**TASK DIRECTIONS:** Locate every line in the material below that contains the string "Query", and copy each of those lines out in full.

(Point annotation records)
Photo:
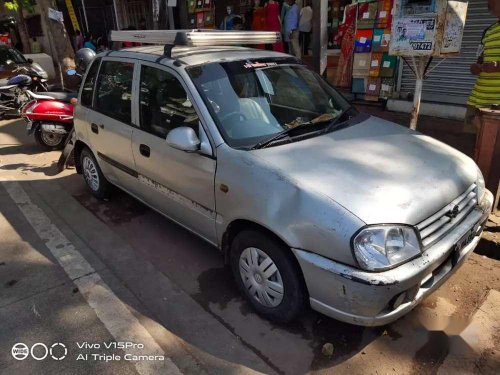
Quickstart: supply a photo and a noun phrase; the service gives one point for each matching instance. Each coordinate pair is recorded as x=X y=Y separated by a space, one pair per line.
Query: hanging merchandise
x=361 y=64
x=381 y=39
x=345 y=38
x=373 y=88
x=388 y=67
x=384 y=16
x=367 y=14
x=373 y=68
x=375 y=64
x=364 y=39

---

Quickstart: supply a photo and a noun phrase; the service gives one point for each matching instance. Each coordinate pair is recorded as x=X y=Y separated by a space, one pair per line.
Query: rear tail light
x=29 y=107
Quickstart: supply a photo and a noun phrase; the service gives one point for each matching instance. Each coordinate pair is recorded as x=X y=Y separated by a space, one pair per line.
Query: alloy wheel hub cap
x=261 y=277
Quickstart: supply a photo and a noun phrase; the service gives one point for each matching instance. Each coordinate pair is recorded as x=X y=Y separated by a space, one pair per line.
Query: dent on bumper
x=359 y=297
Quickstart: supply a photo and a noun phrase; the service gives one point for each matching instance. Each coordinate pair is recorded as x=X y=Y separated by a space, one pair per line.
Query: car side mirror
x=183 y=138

**ANSWER TO THE TASK:**
Query: hanging merchandise
Query: rear tail light
Query: alloy wheel hub cap
Query: dent on bumper
Query: car side mirror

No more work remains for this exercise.